**MATERIAL TO PROCESS**
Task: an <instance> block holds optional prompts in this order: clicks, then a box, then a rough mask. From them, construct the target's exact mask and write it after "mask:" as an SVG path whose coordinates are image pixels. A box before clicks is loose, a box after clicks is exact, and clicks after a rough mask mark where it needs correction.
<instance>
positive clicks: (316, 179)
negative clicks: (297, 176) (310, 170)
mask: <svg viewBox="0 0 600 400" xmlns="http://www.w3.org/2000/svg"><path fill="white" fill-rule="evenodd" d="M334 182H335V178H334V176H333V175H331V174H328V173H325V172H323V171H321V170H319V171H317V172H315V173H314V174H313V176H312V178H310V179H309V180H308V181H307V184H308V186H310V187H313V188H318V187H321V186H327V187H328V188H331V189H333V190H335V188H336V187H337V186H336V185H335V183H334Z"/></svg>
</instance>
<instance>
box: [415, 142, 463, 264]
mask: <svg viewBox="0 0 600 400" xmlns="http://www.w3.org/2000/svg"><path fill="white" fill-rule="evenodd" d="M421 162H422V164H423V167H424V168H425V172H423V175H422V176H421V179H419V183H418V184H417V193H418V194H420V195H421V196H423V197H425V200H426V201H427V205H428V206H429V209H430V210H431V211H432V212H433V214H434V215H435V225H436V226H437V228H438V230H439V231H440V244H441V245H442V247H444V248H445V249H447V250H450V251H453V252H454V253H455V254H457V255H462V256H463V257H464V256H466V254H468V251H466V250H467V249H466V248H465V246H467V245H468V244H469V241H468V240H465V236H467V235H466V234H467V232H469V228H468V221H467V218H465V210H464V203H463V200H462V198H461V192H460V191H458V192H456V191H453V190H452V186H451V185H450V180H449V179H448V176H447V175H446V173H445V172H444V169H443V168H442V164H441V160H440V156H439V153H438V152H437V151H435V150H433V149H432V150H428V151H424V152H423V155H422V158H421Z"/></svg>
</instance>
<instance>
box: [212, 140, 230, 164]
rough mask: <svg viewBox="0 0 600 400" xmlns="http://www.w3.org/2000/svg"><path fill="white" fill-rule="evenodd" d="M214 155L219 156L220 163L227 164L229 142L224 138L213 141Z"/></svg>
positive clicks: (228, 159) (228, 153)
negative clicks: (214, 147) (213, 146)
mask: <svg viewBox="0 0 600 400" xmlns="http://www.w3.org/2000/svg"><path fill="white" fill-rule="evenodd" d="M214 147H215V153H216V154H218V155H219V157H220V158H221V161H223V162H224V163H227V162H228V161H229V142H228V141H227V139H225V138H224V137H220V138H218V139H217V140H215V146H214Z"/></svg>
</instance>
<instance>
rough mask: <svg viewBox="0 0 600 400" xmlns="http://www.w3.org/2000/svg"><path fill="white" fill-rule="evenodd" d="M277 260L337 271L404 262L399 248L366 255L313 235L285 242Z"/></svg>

...

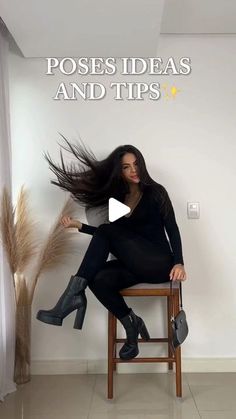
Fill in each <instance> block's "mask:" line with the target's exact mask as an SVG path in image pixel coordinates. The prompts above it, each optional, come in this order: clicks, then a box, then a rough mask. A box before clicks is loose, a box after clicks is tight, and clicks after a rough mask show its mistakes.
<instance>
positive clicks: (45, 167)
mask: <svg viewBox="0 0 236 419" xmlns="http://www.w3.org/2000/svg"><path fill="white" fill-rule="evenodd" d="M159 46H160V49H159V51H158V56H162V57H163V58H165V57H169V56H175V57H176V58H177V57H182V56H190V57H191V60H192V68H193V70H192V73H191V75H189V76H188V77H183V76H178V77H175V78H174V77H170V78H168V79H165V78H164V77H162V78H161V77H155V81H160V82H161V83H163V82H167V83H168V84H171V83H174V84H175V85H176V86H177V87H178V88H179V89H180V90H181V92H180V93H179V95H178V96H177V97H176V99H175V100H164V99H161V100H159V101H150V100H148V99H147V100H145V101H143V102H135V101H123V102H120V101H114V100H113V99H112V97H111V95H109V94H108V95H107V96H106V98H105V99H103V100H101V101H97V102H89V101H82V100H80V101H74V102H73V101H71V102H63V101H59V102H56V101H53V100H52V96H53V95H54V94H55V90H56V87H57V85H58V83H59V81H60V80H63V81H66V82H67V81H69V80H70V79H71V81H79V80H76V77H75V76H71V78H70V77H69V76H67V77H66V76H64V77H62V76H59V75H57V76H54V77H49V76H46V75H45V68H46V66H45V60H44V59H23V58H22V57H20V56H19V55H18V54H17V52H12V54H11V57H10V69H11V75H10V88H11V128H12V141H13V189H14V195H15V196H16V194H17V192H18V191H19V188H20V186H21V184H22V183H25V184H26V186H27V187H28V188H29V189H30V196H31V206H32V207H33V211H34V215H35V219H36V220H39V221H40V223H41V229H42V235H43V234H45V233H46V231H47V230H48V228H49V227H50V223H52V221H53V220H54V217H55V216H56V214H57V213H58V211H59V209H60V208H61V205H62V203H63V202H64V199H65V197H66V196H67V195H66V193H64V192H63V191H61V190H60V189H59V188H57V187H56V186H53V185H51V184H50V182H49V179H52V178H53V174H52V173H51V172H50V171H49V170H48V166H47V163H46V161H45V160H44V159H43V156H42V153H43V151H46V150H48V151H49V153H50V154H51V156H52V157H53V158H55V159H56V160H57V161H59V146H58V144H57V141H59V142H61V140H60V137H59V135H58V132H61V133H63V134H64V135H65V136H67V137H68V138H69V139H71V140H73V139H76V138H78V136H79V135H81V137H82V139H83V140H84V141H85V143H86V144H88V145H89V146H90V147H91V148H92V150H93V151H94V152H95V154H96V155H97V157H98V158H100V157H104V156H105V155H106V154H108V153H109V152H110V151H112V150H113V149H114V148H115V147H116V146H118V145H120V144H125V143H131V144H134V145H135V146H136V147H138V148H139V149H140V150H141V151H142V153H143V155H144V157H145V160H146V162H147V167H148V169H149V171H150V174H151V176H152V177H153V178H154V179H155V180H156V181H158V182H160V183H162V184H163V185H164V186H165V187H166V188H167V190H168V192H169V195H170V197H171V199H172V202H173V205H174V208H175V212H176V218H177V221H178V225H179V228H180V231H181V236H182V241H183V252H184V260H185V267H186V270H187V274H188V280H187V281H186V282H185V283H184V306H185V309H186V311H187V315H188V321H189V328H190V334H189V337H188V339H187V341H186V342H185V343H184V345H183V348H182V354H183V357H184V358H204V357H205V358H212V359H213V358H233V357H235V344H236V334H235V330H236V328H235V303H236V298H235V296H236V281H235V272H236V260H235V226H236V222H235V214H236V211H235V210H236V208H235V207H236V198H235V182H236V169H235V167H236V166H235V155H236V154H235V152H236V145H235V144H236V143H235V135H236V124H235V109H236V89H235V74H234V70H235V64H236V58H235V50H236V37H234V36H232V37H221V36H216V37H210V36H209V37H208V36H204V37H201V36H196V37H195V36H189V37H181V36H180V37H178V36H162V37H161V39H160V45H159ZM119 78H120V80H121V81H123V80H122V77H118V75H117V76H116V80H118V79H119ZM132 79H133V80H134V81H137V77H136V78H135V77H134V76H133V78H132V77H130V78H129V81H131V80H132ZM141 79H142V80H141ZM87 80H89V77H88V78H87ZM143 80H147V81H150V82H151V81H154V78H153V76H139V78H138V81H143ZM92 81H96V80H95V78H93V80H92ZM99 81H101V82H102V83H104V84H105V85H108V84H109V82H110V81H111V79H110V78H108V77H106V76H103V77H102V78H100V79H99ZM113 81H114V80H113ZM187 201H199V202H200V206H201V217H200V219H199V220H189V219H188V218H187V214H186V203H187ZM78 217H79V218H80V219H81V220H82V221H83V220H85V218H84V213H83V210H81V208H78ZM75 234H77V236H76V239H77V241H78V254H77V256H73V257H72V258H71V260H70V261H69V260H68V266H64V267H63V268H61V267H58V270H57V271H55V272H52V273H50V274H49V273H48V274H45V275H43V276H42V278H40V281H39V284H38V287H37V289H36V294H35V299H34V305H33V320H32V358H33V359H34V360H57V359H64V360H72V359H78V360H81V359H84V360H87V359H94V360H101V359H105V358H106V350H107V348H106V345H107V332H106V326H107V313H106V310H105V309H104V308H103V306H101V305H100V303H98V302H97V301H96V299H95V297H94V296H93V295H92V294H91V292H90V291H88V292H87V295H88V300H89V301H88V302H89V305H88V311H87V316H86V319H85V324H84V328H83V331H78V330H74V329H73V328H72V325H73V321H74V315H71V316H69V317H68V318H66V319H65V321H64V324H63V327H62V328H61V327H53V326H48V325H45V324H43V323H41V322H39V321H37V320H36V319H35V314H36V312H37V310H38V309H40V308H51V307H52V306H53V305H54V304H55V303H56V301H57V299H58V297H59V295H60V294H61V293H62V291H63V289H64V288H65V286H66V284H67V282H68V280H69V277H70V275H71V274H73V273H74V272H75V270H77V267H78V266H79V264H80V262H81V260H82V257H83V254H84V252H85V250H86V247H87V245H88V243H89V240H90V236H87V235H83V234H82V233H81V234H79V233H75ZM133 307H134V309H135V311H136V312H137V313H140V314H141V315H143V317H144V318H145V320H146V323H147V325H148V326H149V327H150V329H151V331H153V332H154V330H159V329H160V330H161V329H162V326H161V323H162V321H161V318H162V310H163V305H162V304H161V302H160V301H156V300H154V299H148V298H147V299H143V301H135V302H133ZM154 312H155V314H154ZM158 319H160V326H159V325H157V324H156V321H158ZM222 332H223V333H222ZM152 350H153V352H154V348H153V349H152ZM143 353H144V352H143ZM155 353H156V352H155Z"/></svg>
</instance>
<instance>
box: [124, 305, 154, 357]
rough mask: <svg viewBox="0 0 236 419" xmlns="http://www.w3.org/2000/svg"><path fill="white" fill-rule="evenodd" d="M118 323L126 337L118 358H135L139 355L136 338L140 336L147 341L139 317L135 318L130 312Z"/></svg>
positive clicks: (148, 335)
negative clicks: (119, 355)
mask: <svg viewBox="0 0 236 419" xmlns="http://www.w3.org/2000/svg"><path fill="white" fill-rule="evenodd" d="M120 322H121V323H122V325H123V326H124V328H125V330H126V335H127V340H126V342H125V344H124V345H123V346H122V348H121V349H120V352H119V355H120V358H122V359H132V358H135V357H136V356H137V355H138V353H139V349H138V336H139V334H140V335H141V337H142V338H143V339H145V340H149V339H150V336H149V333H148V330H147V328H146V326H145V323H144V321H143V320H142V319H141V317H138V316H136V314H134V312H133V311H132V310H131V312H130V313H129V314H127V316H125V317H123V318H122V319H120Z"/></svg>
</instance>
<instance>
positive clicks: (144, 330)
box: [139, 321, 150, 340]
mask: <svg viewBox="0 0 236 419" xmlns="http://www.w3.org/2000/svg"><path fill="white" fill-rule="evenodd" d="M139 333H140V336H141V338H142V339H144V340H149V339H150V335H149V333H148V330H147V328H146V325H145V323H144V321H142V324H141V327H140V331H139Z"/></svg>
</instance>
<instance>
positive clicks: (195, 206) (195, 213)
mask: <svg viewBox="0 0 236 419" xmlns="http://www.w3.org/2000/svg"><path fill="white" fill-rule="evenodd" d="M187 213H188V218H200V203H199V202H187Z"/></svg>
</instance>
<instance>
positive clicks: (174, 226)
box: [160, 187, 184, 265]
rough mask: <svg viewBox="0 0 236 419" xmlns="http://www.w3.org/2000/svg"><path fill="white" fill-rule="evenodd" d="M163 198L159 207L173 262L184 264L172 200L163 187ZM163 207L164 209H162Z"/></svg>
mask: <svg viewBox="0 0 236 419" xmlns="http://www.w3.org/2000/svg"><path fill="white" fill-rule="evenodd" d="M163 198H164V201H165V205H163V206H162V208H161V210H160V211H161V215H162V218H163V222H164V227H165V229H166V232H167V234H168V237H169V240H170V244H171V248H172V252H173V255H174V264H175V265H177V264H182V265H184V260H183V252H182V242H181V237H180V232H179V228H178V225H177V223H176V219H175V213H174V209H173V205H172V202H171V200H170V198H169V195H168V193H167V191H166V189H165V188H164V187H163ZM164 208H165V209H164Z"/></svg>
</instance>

**YOUR TASK**
What is asked for is an exact copy of the lines above from the one containing "positive clicks: (195, 206) (195, 213)" through the one containing "box: [160, 187, 184, 265]", and only those.

**ANSWER TO THIS PROBLEM**
positive clicks: (195, 206) (195, 213)
mask: <svg viewBox="0 0 236 419" xmlns="http://www.w3.org/2000/svg"><path fill="white" fill-rule="evenodd" d="M187 213H188V218H200V203H199V202H187Z"/></svg>
</instance>
<instance>
positive clicks: (174, 226)
box: [160, 187, 184, 265]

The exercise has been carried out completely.